▶ **Given problem 1**: Filter the rows below and copy every line that contains the string "track".

Rust Coroutines and the Abstraction Tax Your Profiler Won’t Show You

The async/await syntax landed in stable Rust in 2019 and immediately became the default answer to concurrent I/O. It was the right call for ecosystem growth. It was a deliberate compromise for systems-level engineers who needed something the standard model quietly refuses to give: full, auditable control over where execution pauses, what state gets saved, and who pays for the context transition. That cost exists. It’s just hidden behind generated code you didn’t write and can’t easily inspect.

This isn’t a tutorial. It’s a dissection.

Waker overhead analysis

Every Future in Rust’s async model gets polled. When it’s not ready, it registers a Waker — a handle the executor uses to reschedule the task. Sounds clean. The problem is how that waker is constructed and passed. Under the hood, RawWaker is a fat pointer: data pointer plus a vtable. That vtable carries four function pointers — clone, wake, wake_by_ref, drop. Four pointer dereferences minimum per wakeup cycle. For a futures chain three levels deep, you’re chasing pointers through memory that may not be in cache.

This is vtable bloat in practice, not in theory.

The deeper issue is implicit state propagation. When an async function awaits, the compiler snapshots the local variables into an anonymous struct — a generated state machine you never see. That struct gets heap-allocated (in most executors) and accessed through a Box<dyn Future>. Opaque type erasure is the mechanism; indirection is the cost. You lose static dispatch, you lose inlining opportunities, and the optimizer has less to work with. The zero-cost abstraction guarantee only holds if the compiler can see through the abstraction — and here it often can’t.

▶ **Stored rows**:
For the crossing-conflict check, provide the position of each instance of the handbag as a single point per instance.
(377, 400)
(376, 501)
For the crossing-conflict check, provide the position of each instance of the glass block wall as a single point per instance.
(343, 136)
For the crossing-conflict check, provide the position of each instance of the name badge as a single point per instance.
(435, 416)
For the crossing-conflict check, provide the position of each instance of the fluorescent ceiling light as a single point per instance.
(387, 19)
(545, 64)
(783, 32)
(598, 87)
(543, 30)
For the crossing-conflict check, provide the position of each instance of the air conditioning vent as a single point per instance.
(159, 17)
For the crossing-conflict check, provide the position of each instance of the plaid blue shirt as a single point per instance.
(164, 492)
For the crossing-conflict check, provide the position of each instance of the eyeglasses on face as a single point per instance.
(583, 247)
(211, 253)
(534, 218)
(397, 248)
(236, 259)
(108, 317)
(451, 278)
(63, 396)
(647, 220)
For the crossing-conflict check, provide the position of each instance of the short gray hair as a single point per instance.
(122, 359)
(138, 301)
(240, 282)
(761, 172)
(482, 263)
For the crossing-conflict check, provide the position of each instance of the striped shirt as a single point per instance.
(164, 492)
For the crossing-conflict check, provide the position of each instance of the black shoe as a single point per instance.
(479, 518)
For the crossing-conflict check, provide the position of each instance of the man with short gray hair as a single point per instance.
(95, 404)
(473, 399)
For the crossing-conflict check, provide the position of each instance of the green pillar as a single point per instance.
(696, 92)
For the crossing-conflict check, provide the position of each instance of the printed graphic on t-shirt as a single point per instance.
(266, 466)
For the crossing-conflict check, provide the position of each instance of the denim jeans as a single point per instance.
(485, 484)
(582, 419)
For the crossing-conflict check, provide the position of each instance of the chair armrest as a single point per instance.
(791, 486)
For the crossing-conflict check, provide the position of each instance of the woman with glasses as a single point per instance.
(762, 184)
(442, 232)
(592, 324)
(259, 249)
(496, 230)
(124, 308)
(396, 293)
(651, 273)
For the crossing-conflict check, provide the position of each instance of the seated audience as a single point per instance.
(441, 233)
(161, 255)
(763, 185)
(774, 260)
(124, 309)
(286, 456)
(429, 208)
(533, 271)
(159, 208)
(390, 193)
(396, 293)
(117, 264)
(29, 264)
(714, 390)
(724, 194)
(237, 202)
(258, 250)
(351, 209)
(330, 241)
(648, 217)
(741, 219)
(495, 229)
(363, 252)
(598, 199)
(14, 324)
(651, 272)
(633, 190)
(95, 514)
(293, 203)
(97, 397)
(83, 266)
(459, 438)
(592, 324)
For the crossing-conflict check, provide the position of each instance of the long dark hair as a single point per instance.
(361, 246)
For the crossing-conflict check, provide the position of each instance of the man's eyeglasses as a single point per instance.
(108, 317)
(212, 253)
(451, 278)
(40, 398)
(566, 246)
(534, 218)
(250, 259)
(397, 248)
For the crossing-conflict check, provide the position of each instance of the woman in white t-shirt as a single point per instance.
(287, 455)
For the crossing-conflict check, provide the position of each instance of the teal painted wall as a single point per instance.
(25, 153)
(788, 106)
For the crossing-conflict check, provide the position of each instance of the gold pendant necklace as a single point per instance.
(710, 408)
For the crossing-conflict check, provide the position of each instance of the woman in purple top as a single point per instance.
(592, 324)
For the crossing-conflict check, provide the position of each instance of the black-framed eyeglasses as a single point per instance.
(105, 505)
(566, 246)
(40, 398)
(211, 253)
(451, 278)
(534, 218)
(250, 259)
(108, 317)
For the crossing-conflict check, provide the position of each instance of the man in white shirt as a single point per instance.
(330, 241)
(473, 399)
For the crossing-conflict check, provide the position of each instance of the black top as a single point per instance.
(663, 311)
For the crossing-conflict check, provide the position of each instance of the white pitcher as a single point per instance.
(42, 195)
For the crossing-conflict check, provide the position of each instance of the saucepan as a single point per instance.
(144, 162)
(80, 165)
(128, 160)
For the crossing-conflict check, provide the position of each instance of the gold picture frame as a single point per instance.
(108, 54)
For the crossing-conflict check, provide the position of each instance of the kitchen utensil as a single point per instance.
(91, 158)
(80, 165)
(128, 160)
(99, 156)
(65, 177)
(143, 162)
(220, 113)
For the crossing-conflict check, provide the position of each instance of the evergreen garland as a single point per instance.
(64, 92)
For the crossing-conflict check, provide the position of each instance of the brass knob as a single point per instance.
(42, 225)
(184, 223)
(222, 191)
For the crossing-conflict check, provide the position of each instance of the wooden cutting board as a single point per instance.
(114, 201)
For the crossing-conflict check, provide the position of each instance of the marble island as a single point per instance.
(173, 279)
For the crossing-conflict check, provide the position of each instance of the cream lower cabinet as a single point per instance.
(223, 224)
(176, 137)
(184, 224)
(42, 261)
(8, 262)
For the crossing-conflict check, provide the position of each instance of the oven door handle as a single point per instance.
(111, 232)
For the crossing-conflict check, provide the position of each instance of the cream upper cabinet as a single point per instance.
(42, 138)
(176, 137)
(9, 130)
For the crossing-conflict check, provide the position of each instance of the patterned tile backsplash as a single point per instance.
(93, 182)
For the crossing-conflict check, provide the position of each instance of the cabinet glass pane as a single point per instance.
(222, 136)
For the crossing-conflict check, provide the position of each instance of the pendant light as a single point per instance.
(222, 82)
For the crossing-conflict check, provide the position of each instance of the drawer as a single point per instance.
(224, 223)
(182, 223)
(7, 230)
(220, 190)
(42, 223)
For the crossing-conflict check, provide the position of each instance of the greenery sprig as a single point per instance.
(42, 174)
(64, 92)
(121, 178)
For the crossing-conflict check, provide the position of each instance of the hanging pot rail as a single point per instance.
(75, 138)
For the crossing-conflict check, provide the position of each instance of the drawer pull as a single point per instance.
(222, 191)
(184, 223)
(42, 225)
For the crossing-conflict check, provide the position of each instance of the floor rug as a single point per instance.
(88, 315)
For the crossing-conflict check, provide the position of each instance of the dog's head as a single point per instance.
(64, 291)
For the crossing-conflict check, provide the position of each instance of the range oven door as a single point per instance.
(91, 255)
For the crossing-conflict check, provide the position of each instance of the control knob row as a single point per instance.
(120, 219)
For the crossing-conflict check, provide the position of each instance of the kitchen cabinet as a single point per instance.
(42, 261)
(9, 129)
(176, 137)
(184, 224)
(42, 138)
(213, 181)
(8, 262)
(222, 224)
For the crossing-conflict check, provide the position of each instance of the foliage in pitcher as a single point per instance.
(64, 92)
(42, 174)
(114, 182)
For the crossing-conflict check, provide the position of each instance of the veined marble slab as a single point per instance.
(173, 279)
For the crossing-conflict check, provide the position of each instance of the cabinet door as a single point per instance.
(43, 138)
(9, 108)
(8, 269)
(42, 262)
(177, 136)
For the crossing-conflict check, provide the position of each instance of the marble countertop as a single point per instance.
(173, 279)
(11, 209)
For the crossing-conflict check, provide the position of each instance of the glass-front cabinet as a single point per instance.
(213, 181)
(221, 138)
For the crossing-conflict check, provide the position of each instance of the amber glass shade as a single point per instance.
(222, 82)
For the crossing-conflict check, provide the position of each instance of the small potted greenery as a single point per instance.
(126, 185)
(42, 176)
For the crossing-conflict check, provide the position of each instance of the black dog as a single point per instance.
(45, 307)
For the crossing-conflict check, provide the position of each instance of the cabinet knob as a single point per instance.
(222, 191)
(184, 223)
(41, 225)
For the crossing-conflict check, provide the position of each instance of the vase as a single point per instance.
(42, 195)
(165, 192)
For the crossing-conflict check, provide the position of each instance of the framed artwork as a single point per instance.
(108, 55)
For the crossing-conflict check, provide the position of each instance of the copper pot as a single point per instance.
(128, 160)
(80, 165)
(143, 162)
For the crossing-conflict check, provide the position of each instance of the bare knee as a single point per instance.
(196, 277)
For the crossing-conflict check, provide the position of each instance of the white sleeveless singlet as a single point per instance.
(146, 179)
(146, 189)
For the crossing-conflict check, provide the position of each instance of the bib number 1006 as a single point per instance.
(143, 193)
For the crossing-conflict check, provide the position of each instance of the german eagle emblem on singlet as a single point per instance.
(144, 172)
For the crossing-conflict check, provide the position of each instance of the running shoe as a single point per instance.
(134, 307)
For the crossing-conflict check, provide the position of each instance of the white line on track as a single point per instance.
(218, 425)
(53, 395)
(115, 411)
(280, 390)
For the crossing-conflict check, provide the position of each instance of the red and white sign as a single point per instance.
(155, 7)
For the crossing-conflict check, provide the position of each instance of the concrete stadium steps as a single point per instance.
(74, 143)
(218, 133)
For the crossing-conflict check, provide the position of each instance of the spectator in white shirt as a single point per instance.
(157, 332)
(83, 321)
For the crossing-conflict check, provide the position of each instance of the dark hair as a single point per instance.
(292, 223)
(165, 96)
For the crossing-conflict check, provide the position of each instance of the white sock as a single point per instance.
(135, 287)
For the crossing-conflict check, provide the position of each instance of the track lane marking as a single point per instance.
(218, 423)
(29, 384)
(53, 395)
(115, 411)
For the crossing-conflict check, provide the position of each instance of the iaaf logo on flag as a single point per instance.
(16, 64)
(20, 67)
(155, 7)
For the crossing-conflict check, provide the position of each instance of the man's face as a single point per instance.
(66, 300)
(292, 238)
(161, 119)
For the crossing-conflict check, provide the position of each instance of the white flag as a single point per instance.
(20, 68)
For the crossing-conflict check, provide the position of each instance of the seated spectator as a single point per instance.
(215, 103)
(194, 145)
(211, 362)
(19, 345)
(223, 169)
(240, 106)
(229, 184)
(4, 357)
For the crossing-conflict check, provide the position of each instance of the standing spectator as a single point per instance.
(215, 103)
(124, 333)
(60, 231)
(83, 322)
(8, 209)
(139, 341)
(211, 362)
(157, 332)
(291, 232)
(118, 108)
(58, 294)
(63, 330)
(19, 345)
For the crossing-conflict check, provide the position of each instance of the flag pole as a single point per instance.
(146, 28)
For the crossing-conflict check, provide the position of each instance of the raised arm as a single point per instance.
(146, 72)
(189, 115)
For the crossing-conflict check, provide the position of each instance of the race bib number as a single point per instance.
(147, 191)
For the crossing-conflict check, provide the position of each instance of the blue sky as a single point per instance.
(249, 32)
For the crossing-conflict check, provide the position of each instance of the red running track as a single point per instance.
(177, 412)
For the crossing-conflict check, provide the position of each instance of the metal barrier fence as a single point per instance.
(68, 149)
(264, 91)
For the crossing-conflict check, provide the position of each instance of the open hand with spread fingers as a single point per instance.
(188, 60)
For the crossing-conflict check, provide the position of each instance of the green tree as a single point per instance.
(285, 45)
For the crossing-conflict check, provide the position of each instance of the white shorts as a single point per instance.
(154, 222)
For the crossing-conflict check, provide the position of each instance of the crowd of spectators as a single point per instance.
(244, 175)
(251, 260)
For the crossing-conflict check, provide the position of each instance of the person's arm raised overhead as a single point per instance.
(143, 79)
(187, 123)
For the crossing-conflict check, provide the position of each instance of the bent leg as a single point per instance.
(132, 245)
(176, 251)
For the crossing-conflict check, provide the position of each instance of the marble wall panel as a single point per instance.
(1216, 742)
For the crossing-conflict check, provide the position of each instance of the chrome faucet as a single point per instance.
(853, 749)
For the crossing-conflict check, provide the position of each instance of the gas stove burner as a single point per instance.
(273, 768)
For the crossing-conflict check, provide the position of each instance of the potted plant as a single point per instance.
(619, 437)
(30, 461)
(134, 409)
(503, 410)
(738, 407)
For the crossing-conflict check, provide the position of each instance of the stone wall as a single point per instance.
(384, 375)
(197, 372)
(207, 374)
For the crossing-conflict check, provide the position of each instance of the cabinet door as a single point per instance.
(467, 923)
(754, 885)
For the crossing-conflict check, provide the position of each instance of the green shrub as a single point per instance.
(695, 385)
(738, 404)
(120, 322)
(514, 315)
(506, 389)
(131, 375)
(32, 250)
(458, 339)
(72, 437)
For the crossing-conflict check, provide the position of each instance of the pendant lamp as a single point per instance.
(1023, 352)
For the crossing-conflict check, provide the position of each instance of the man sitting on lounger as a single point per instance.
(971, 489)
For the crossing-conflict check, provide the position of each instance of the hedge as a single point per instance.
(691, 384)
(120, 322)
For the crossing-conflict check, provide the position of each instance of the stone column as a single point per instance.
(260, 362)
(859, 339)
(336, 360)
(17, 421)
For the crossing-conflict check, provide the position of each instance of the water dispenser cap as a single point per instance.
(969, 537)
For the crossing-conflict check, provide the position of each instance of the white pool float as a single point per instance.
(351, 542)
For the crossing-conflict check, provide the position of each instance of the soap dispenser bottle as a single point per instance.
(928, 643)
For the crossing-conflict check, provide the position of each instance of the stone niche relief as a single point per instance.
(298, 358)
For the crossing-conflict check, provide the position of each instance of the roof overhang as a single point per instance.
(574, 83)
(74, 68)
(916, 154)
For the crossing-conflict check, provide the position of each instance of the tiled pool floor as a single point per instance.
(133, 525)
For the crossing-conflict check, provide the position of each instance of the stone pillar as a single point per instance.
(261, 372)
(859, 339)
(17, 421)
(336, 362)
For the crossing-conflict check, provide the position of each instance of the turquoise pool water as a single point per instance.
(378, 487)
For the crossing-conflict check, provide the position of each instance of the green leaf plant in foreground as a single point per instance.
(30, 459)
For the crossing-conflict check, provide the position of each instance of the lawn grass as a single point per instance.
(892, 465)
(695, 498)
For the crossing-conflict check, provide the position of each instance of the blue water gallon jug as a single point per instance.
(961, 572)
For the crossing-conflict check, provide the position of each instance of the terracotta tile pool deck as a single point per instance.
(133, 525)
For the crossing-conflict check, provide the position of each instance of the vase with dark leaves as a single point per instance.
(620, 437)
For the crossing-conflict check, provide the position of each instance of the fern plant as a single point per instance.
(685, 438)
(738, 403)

▶ **Given problem 2**: In the Rust async passage above, which four function pointers does the RawWaker vtable carry?

▶ **Expected output 1**:
For the crossing-conflict check, provide the position of each instance of the white line on track as a single point per instance.
For the crossing-conflict check, provide the position of each instance of the track lane marking as a single point per instance.
For the crossing-conflict check, provide the position of each instance of the red running track as a single point per instance.

▶ **Expected output 2**: clone, wake, wake_by_ref, and drop.